*DATA LISTING*:
"""

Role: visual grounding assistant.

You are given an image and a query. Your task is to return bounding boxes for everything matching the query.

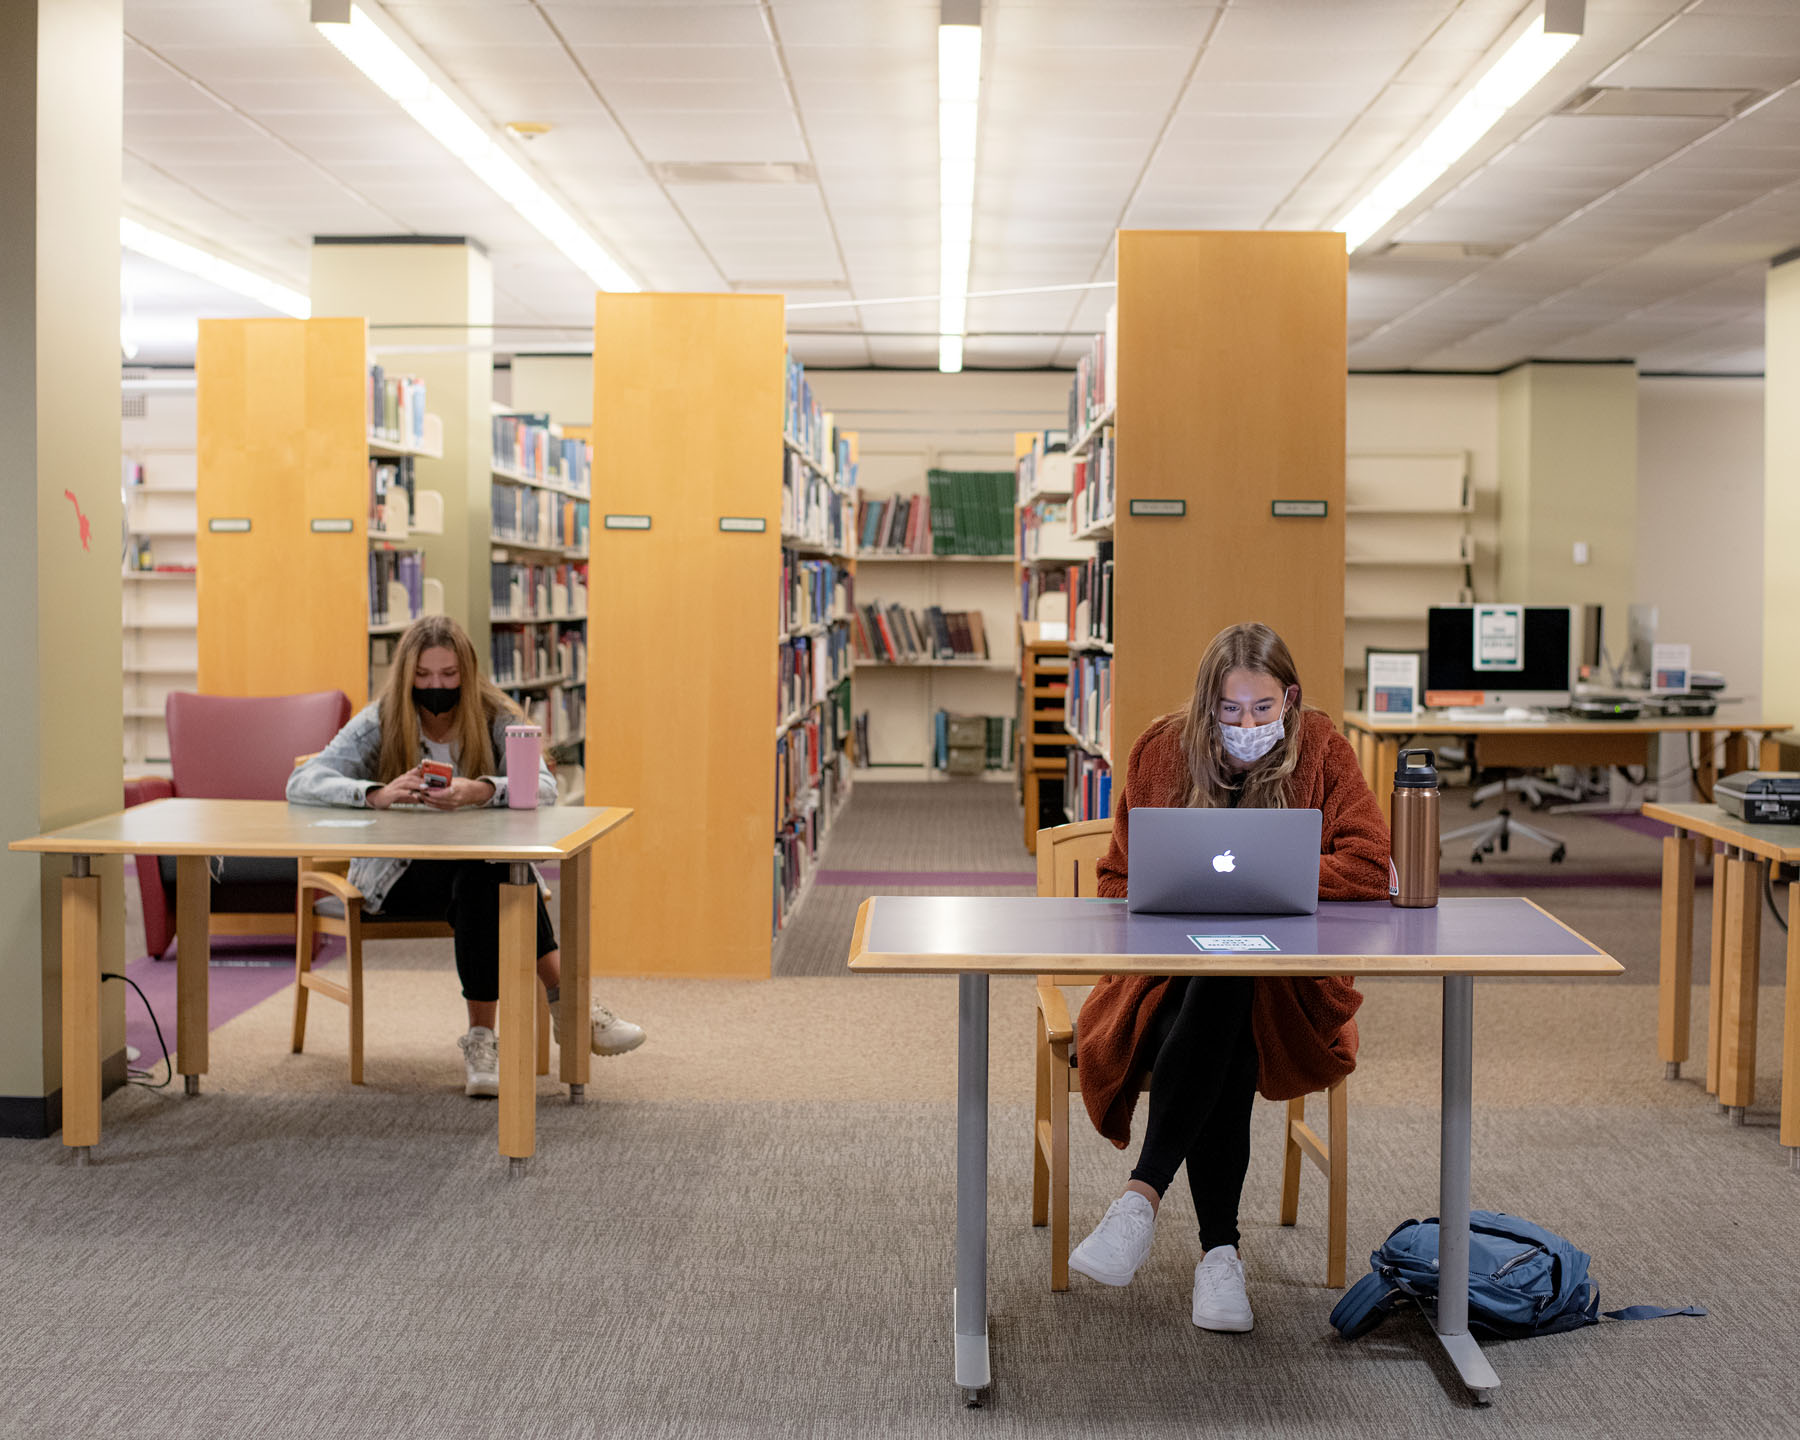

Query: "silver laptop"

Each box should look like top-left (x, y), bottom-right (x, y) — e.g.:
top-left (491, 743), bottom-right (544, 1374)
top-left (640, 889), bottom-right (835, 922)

top-left (1126, 808), bottom-right (1323, 915)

"""

*ASSIGNMENT*: Pictures are to be omitted. The lines from the line holding "You are given" through the closing line of the data above are to be set down exactly, and nothing more.

*FINISHED EXERCISE*:
You are given an image and a query. Your task is to return bounding boxes for everything matching the query.


Query: "silver laptop"

Each box should look like top-left (x, y), bottom-right (x, y) — e.g.:
top-left (491, 743), bottom-right (544, 1374)
top-left (640, 889), bottom-right (835, 922)

top-left (1126, 808), bottom-right (1323, 915)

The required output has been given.